— Page excerpt —
** Begin **
(NOTE: In November and December of 1999, the Fetzer Institute supported a visit to Sri Lanka by a team assembled by Commonway. The purpose of the visit was to evaluate and support the Peace Initiative of Sarvodaya. What follows is a brief overview of the Commonway findings and work in Sri Lanka during that team visit. )
What is the history of the war in Sri Lanka? How did it start?
Historically, there have been two ethnic groups on the island. Sinhalese have been the largest, located in the center, west and south. Center of kingdom was in the central highlands of Kandy. Presently, they comprise about 70% of the population.
Tamils are next, in the north and east. They are ethnically aligned with Tamils in India, roughly 30 miles away.
There is a small number of Veddahs on the island, a Stone Age group located in the center of the island. They are not critical to our understanding of the conflict.
The Sinhalese and Tamils lived in relative peace for centuries. They traded with each other, intermarried, had conflicts and worked them out. The original name for island, Serendib, meant “place of happy occurrences”.
The roots of present conflict (as with most of the present “ethnic” conflict on the planet) was in colonization. British colonization threw together two very different cultures, without providing any means to reconcile the differences. The only common denominator between the two cultures was British rule. At one point, the British forcibly moved tens of thousands of Tamils from their traditional base in the North to the center of the island, the heart of the traditional Sinhalese kingdom, with no thought of the long-term consequences. The British withdrew from Sri Lanka at same time as Indian independence, leaving the same culture and power vacuum that the Indian sub-continent has experienced.
As long as there was an external force dominating both ethnic groups, the island appeared peaceful. This peace was illusory, as subsequent events demonstrated.
Added to the conflict caused by colonialism is the pressure toward urbanization, caused by changing world economic structures. Millions of people gravitate toward cities, where they hope to find “jobs” and a better life. Most are disappointed. (Sri Lanka has one of the highest rates of suicide in the world, and (I have heard) the highest for women.)
Lastly, the Sri Lankan conflict is fueled by the fact that “men with guns” exploit any societal conflict. While there are people on both sides of the Sri Lanka conflict that honestly believe that warfare will solve their problems, there are many, many others who recognize that the continuation of conflict is the continuation of their power. They have no intention to resolve the conflict; they continue in power by maintaining the conflict. In order to resolve the conflict, alternative pathways to power must be found.
Ethnic conflicts generally have atrocities on all sides; the Sri Lanka conflict is no different. Acts of terrorism (by both the Tamil Tigers and the government soldiers) have polarized both populations and clouds the search for peace. Neither side has “clean hands”, or occupies some moral high ground over the other.
You are working with an organization called Sarvodaya. Many of us in the West are not familiar with this organization.
** End **
— Short task 1 —
Decide whether each statement agrees with the Sri Lanka overview above, answering yes or no and quoting the deciding words: (a) The Sinhalese make up about 70% of the island's population. (b) The British moved tens of thousands of Tamils from the center of the island to the North. (c) The island's original name, Serendib, meant "place of happy occurrences."
— Short task 2 —
Name every ethnic group on the island that the Sri Lanka overview mentions.
— Short task 3 —
Carry the Sri Lanka overview forward from its final sentence.

— Material supplied —
** Begin **
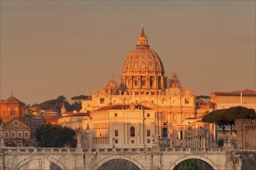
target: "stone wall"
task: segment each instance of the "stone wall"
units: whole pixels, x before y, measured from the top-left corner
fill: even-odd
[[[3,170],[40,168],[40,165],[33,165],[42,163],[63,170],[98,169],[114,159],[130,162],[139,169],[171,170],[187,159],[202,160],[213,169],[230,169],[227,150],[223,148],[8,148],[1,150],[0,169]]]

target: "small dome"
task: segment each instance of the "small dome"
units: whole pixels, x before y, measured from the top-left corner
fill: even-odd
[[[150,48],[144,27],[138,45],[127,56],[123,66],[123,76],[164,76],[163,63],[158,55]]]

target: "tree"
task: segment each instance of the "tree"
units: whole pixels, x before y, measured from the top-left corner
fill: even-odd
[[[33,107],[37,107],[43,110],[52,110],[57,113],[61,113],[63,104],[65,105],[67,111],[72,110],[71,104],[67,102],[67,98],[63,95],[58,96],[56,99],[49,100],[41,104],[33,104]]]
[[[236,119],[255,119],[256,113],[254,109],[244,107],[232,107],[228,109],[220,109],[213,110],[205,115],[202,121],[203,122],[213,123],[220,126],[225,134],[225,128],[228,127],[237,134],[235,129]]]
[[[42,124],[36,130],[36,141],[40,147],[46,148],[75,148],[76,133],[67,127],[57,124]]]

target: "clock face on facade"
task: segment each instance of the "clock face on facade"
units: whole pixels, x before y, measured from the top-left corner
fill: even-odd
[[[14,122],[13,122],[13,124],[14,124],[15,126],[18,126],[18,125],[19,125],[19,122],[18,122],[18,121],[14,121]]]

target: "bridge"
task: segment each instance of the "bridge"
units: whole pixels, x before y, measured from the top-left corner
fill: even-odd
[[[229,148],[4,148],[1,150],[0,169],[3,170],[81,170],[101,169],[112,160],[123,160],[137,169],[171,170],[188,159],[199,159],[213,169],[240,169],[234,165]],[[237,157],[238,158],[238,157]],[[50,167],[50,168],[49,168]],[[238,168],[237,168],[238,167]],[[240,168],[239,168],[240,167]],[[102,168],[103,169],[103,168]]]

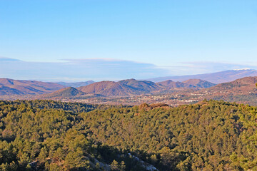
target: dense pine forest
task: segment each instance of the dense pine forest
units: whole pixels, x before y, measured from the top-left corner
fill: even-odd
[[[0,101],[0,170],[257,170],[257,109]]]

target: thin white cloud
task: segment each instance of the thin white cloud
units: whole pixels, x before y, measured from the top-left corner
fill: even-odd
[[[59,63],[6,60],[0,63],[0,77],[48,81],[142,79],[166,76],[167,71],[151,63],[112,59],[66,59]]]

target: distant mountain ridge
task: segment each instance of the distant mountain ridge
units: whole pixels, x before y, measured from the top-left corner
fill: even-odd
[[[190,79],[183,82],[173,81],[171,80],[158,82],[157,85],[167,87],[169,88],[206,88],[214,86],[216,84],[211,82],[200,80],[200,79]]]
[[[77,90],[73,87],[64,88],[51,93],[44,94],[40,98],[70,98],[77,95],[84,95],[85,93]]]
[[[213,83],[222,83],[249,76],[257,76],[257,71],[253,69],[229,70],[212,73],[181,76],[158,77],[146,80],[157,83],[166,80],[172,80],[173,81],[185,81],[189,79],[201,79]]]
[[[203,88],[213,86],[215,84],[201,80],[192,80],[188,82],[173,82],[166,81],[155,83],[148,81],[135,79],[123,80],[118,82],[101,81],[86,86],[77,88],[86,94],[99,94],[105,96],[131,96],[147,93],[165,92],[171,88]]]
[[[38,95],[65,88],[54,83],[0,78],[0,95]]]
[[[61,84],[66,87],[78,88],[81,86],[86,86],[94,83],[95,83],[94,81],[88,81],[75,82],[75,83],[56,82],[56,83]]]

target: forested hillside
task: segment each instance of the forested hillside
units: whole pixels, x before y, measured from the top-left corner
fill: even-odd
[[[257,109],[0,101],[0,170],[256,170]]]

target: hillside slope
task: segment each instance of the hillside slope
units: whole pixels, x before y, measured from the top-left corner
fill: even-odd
** End **
— Result 1 —
(a) Yes: "Presently, they comprise about 70% of the population."
(b) No: "the British forcibly moved tens of thousands of Tamils from their traditional base in the North to the center of the island"
(c) Yes: "The original name for island, Serendib, meant “place of happy occurrences”."

— Result 2 —
Sinhalese, Tamils, Veddahs

— Result 3 —
“Sarvodaya” is a Sanskrit word that means “everybody wakes up”. It is for the enlightenment and development of all Sri Lankans, especially those who are the least powerful in the society.
Sarvodaya was started 40 years ago by Dr. A. T. Ariyaratne, referred to by many as “the living Gandhi”. It is a spiritually-oriented self-help development organization, mobilizing tens of thousands of people to create homes, water projects, solar energy, pre-school programs, legal services, women’s projects, child welfare agencies, food production, Grameen-style village banks, and more. Dr. Ariyaratne, known as “Ari” to his friends, has adopted a clearly non-Western approach to development. (For more information on Dr. Ariyaratne, click here: Ari Biography . For more information on Sarvodaya, click here: Sarvodaya .)
Sarvodaya’s involvement with the civil/ethnic conflict reached an important turning point in 1999. Dr. Ariyaratne announced a major “Peace Initiative” for the island, inviting 100,000 people to participate in a Peace Meditation. The ultimate goal of the Peace Initiative is to change the consciousness for the support of war on the island, making the continued conduct of war impossible.
Almost 200,000 people responded to his request, creating the world’s single largest gathering for peace in the decade. (For more on the Peace Initiative, click here: Sarvodaya Peace March Unifies Sri Lanka .)
The Peace Initiative has been continuing, with regional gatherings of
up to 12,000 participants. Commonway has been assisting in the conceptualization,
strategy and tactics for the Peace Initiative.
How successful were you in field testing the Philosophy of Inclusivity? How vigorous is the Philosophy of Inclusivity? Is it possible to adapt the Philosophy of Inclusivity to actual war conditions?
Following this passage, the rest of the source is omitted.